### [Exercise requirements]
All that is needed is each line of the entries holding the word "entrance", copied as it stands.

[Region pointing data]
·····

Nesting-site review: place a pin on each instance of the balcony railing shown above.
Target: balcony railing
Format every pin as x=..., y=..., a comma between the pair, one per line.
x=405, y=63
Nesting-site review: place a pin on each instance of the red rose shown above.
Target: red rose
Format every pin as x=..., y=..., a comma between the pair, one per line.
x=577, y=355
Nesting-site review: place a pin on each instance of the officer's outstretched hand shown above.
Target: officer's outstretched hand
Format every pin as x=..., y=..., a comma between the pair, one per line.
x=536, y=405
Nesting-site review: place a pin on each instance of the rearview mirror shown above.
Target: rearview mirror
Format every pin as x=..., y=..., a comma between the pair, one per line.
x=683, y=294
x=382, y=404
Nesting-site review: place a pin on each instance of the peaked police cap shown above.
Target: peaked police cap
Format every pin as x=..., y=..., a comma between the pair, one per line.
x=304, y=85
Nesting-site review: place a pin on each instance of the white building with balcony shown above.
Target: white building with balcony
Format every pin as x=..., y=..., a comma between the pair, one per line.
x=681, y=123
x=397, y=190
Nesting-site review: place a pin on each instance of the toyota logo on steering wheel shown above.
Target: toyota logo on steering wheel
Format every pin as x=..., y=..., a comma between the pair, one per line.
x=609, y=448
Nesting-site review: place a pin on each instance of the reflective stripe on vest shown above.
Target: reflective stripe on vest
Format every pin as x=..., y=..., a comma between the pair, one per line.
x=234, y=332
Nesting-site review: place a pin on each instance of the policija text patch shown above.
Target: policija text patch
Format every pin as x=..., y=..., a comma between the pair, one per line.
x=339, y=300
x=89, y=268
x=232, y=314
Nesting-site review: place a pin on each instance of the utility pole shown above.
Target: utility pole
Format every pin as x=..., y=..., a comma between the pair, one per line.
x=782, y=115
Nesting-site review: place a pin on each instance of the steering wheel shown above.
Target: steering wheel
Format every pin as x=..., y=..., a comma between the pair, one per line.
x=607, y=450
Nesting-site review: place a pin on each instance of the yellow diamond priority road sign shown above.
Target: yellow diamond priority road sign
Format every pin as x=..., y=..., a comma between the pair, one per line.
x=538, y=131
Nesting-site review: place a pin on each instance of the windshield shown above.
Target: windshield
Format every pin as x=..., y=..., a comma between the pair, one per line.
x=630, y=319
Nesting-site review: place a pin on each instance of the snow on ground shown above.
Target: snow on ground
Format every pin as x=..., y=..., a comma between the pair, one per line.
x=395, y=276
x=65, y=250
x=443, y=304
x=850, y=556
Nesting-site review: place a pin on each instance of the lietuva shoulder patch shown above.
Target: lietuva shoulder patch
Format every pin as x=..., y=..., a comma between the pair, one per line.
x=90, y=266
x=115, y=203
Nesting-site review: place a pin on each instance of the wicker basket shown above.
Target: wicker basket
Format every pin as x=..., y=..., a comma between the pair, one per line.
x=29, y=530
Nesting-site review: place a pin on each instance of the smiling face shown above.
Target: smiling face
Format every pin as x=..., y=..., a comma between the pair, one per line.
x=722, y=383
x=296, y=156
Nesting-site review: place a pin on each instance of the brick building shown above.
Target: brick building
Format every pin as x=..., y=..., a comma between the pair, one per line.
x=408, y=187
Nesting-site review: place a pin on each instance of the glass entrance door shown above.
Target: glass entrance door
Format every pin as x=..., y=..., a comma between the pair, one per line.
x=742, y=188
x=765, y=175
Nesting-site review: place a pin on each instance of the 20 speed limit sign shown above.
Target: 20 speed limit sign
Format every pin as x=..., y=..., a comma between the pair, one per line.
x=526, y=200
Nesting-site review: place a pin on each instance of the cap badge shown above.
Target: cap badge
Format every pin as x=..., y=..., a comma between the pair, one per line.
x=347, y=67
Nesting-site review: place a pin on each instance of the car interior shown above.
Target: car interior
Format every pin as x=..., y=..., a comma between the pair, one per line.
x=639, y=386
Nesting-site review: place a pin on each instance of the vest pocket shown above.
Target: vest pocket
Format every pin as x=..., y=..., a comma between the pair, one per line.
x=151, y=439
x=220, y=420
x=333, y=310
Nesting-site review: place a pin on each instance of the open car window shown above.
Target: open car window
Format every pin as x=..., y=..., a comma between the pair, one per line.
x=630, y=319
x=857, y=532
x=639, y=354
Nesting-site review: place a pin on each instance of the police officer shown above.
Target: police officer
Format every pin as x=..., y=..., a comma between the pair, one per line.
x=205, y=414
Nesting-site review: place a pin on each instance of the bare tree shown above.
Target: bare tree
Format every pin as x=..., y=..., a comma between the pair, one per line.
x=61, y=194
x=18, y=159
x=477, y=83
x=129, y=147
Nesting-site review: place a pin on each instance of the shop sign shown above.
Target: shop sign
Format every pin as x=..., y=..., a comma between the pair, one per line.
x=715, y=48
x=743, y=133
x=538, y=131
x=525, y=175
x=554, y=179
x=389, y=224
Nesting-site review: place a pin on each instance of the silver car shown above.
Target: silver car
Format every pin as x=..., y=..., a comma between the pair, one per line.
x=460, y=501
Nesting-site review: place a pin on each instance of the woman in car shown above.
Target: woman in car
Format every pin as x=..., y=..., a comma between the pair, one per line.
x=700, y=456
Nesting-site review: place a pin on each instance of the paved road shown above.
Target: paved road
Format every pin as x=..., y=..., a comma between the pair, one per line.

·····

### [Exercise result]
Nesting-site review: place a pin on each instance of the glass entrance door shown above.
Target: glass entrance door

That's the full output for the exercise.